** WHAT IS BEING ASKED **
If a line below contains "Teacher", count it. Report the final total and nothing more.

** EXCERPTED RECORDS **

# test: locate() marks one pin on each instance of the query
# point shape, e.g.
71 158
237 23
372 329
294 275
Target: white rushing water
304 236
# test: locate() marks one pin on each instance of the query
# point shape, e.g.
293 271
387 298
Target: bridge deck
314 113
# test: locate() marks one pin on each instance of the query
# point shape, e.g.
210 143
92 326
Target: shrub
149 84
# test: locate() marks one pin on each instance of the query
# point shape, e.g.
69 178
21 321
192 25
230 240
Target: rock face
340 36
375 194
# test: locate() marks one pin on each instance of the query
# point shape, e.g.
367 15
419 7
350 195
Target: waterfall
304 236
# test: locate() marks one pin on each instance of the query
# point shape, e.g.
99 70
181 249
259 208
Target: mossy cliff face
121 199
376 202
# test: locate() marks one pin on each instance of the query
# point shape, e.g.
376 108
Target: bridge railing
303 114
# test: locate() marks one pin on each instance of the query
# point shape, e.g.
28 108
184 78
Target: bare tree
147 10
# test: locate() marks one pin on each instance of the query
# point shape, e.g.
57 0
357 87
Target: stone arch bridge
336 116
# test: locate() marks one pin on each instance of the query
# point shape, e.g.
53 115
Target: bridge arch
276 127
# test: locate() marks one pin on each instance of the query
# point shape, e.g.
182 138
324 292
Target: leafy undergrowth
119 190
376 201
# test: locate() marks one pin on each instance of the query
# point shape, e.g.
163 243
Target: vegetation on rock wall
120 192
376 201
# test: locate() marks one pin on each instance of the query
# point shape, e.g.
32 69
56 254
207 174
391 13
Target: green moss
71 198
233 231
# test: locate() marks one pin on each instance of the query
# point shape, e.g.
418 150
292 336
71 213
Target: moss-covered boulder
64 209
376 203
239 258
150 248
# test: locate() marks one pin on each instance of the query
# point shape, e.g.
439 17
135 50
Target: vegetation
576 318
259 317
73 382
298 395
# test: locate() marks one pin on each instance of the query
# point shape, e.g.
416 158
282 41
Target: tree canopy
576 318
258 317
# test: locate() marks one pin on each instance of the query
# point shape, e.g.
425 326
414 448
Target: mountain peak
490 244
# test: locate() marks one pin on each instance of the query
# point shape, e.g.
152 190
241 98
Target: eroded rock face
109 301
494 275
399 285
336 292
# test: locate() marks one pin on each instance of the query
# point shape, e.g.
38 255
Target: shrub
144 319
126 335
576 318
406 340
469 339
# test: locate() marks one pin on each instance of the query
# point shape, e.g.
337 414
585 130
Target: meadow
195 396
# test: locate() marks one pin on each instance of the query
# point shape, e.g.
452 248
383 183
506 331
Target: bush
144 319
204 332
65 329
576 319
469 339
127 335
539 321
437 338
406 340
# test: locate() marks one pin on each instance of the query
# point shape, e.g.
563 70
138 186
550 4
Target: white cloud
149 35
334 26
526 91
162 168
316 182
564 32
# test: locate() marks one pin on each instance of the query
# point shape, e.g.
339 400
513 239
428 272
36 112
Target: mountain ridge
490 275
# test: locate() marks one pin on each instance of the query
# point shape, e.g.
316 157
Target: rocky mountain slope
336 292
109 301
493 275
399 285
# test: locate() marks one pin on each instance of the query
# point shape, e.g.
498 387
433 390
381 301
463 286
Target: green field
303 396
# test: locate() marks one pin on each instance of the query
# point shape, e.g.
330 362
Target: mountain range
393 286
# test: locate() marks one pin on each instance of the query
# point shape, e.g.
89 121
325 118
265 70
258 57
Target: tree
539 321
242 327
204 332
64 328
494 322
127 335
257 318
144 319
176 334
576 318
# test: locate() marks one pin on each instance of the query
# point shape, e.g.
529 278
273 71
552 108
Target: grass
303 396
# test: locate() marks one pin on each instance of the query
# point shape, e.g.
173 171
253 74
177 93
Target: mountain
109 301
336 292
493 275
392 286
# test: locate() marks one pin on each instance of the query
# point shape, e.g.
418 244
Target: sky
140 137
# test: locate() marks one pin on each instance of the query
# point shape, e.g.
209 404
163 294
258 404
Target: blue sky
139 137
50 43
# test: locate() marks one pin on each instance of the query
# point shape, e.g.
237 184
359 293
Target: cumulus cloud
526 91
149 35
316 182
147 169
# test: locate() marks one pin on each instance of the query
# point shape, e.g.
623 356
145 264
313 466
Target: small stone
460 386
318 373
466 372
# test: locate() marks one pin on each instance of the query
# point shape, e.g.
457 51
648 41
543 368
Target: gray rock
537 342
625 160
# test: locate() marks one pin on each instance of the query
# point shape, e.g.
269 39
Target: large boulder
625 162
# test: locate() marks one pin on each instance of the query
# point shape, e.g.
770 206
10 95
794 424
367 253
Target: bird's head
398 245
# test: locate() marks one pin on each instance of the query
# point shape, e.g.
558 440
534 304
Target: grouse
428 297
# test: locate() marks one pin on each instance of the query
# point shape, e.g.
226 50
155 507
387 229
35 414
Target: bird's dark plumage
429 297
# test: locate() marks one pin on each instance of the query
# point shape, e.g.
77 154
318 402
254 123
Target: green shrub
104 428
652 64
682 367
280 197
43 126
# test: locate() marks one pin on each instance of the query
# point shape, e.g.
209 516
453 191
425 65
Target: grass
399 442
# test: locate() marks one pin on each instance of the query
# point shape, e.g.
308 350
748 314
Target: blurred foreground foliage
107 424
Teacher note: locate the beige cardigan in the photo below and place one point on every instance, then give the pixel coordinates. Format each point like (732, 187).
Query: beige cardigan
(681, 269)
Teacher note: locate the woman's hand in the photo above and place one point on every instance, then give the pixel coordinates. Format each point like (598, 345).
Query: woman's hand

** RESULT OF THE EXERCISE **
2